**Problem requirements**
Reproduce the entries in full, with no changes.

**Dataset items**
+++

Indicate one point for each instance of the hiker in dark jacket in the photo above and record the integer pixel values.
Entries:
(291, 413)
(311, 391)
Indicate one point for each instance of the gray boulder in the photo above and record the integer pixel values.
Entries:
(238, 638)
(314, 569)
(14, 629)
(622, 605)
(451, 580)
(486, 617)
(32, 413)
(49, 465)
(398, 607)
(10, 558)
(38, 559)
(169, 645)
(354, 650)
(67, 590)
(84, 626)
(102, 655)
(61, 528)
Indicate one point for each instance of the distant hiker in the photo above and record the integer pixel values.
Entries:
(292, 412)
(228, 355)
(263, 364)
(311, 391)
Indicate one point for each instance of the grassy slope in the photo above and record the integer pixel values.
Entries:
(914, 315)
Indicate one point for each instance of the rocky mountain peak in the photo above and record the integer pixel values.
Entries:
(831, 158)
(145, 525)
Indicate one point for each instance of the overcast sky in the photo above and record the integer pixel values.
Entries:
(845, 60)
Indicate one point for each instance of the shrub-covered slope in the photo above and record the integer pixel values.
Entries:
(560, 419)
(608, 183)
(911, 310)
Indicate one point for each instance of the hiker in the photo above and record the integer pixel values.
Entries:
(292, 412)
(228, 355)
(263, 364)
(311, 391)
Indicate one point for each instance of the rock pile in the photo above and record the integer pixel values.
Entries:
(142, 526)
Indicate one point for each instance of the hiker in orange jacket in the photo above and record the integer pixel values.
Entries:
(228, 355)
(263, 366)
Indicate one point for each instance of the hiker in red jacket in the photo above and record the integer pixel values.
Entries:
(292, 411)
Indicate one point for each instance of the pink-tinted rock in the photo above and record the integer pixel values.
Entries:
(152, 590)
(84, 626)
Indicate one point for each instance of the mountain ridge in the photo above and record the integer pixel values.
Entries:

+++

**Written reply**
Indicate one point for each instance of the hiker in dark jacket in the photo above and record the integer pixel values.
Entries:
(291, 413)
(311, 391)
Indicate one point for each instance of the gray boulder in the photo above and record the integer pixel values.
Entries:
(238, 638)
(314, 569)
(14, 629)
(622, 605)
(451, 580)
(486, 617)
(32, 413)
(49, 465)
(398, 607)
(10, 558)
(38, 559)
(169, 645)
(354, 650)
(67, 590)
(84, 626)
(102, 655)
(61, 528)
Indicate one point for each instance of the distant hiker in the photo above and record the integer pixel values.
Entries:
(292, 412)
(228, 355)
(263, 364)
(311, 391)
Indicate one point for each instance of the grassy slope in the photo above and record the integer pixel values.
Entries:
(914, 315)
Indicate one point for each instance of the rocky mountain peak in the photo above and record the integer pixel values.
Entries:
(831, 158)
(145, 525)
Indicate one point for each instance of the overcast sky in the photo above and record the integer pixel values.
Entries:
(845, 60)
Indicate one point for each instance of the shrub-covered slope in the photo above and record the integer pixel values.
Entries:
(560, 419)
(608, 183)
(911, 310)
Indicate one point for each instance of the hiker in the photo above and record the integer pixel values.
Entries:
(292, 412)
(228, 355)
(263, 364)
(311, 391)
Indicate one point for each instance of the rock pile in the photo above and record the integer pixel values.
Entries:
(142, 526)
Indicate one point for each instance of the hiker in orange jacket in the photo above and record the integer pixel values.
Entries:
(228, 355)
(263, 366)
Indicate one point for each instance of the hiker in red jacket in the photo above and record the integer pixel values.
Entries:
(292, 411)
Indicate one point for each instance of the pink-tinted rock in the photo above and record the integer pixel values.
Entries:
(152, 590)
(84, 626)
Indicate one point for each instance of the mountain ridge in the photo above and record the integer pixel values.
Entries:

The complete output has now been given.